■ PROBLEM DETAILS
Please output exactly the part of the records below that opens with the line containing "positive clicks: (41, 24)" and closes with the line containing "8L70 20L78 16L76", both lines included, and nothing else.

■ DATASET
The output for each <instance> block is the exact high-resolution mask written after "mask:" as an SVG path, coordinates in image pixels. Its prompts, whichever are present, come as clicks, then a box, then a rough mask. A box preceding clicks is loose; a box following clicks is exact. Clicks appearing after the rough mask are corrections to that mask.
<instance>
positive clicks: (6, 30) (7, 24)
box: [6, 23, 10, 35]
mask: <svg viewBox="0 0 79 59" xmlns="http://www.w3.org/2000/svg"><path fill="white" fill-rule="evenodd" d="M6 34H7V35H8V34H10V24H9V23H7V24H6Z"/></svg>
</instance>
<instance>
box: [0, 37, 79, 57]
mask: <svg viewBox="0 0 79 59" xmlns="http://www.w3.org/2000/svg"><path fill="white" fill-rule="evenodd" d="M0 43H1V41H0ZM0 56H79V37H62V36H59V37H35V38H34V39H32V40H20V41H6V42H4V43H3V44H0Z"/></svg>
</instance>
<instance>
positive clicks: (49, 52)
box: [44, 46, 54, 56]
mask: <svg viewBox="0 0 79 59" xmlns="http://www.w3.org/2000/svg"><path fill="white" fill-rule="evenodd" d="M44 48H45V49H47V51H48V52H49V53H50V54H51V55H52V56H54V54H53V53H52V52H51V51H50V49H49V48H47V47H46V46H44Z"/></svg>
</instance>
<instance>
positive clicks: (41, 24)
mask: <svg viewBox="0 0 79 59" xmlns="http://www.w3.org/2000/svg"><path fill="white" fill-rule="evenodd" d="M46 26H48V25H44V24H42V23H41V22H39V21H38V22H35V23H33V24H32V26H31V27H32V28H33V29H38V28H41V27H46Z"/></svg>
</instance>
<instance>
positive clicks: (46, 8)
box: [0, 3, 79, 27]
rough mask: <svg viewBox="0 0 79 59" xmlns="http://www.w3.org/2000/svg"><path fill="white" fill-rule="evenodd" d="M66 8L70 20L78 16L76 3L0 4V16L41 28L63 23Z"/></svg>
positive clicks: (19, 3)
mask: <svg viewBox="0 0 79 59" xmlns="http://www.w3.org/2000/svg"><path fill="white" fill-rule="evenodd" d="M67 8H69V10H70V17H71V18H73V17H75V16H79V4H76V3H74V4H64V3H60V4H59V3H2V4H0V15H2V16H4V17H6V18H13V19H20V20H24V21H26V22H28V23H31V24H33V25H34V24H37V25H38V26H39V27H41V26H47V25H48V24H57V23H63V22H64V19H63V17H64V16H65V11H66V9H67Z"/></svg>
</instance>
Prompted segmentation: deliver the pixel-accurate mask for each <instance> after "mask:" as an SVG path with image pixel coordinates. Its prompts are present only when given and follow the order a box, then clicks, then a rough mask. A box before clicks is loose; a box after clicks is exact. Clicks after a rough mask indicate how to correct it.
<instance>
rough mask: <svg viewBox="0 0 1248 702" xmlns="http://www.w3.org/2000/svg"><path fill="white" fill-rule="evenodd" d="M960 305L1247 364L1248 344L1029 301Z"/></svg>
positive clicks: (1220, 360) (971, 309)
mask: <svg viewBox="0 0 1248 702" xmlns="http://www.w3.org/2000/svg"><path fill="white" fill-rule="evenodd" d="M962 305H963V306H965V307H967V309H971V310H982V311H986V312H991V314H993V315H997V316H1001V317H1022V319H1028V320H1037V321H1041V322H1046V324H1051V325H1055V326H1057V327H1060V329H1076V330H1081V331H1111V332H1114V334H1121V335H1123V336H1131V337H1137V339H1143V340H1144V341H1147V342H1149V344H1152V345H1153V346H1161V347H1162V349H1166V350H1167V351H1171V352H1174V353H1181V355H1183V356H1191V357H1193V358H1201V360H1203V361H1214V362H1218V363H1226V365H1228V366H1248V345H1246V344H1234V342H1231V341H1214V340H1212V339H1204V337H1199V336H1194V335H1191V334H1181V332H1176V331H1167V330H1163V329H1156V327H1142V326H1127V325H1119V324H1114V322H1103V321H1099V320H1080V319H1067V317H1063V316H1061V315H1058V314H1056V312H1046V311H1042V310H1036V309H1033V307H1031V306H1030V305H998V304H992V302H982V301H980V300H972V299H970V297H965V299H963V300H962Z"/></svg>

■ WRITTEN RESPONSE
positive clicks: (41, 24)
mask: <svg viewBox="0 0 79 59" xmlns="http://www.w3.org/2000/svg"><path fill="white" fill-rule="evenodd" d="M46 26H48V25H44V24H42V23H41V22H39V21H38V22H35V23H33V24H32V26H31V27H32V28H33V29H38V28H41V27H46Z"/></svg>
</instance>
<instance>
positive clicks: (46, 8)
box: [0, 3, 79, 27]
rough mask: <svg viewBox="0 0 79 59" xmlns="http://www.w3.org/2000/svg"><path fill="white" fill-rule="evenodd" d="M66 8L70 20L78 16L76 3L0 4V16L41 28L63 23Z"/></svg>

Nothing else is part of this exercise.